## START GIVEN INFORMATION

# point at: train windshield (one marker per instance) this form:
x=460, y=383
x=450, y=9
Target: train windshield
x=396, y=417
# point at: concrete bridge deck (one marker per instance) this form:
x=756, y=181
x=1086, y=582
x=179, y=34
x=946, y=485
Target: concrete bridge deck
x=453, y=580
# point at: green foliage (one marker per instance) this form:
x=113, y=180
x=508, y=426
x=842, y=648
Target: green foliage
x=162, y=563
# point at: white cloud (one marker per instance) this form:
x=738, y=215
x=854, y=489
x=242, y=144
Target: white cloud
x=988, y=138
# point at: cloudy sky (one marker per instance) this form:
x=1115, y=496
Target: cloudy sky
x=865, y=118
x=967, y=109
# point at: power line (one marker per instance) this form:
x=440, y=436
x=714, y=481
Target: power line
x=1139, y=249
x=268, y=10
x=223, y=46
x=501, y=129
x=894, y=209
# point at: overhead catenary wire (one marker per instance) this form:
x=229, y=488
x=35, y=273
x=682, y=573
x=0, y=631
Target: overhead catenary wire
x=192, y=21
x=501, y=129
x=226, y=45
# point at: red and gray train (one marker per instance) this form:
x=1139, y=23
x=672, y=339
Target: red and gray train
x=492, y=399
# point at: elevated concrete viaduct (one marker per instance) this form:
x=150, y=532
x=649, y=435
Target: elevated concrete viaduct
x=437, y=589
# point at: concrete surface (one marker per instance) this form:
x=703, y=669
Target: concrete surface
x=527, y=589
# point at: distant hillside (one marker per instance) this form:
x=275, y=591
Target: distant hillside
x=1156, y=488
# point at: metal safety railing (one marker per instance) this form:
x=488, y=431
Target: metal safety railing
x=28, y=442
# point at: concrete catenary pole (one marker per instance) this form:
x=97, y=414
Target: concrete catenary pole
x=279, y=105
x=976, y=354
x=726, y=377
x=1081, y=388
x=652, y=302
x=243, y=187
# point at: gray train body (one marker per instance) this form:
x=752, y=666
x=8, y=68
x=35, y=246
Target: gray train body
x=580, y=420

## END GIVEN INFORMATION

REQUIREMENT: Render the entire listing above as a Markdown table with two columns, Row and Line text, numbering each line in sequence and omitting any blank lines.

COMPLETED EXERCISE:
| Row | Line text |
|---|---|
| 1 | # point at: train windshield (one marker per instance) this form: |
| 2 | x=460, y=383 |
| 3 | x=450, y=9 |
| 4 | Target: train windshield |
| 5 | x=396, y=417 |
| 6 | # point at: concrete bridge deck (one marker per instance) this form: |
| 7 | x=756, y=181 |
| 8 | x=1086, y=582 |
| 9 | x=179, y=34 |
| 10 | x=946, y=485 |
| 11 | Target: concrete bridge deck |
| 12 | x=453, y=580 |
| 13 | # point at: green foliage (one marker per instance) this form: |
| 14 | x=113, y=180 |
| 15 | x=508, y=426 |
| 16 | x=842, y=648 |
| 17 | Target: green foliage |
| 18 | x=162, y=563 |
| 19 | # point at: white cloud (one marker per instance) this form: |
| 20 | x=738, y=215 |
| 21 | x=854, y=489 |
| 22 | x=242, y=144 |
| 23 | Target: white cloud |
| 24 | x=988, y=138 |
| 25 | # point at: cloudy sky (one marker per instance) this form: |
| 26 | x=1115, y=496 |
| 27 | Target: cloudy sky |
| 28 | x=865, y=118 |
| 29 | x=967, y=109 |
| 30 | # point at: power line (one marker per instance) this form: |
| 31 | x=440, y=436 |
| 32 | x=714, y=481 |
| 33 | Target: power line |
| 34 | x=1139, y=249 |
| 35 | x=268, y=10 |
| 36 | x=223, y=46 |
| 37 | x=501, y=129 |
| 38 | x=894, y=209 |
| 39 | # point at: overhead catenary wire (one marker per instance) this form: |
| 40 | x=229, y=488 |
| 41 | x=35, y=273 |
| 42 | x=682, y=573 |
| 43 | x=0, y=631 |
| 44 | Target: overhead catenary wire |
| 45 | x=192, y=21 |
| 46 | x=501, y=129 |
| 47 | x=226, y=45 |
| 48 | # point at: red and gray train (one marker per instance) this form: |
| 49 | x=1139, y=23 |
| 50 | x=672, y=339 |
| 51 | Target: red and gray train |
| 52 | x=492, y=399 |
| 53 | # point at: elevated concrete viaduct (one marker per instance) this form: |
| 54 | x=150, y=532 |
| 55 | x=649, y=435 |
| 56 | Target: elevated concrete viaduct |
| 57 | x=437, y=589 |
| 58 | # point at: concrete surface (one marker per instance) this form: |
| 59 | x=703, y=669 |
| 60 | Target: concrete surface |
| 61 | x=527, y=589 |
| 62 | # point at: distant hillside (one marker per instance) this form: |
| 63 | x=275, y=591 |
| 64 | Target: distant hillside |
| 65 | x=1156, y=488 |
| 66 | # point at: metal safety railing (one marker per instance) this form: |
| 67 | x=488, y=431 |
| 68 | Target: metal safety railing |
| 69 | x=28, y=442 |
| 70 | # point at: concrete catenary pole (one marker per instance) this form: |
| 71 | x=97, y=414 |
| 72 | Target: concrete catenary pole |
| 73 | x=279, y=105 |
| 74 | x=976, y=354 |
| 75 | x=726, y=377 |
| 76 | x=1081, y=388 |
| 77 | x=652, y=302 |
| 78 | x=243, y=187 |
| 79 | # point at: gray train body (one marker per instance) this form: |
| 80 | x=752, y=666 |
| 81 | x=8, y=68 |
| 82 | x=35, y=246 |
| 83 | Target: gray train body |
| 84 | x=580, y=420 |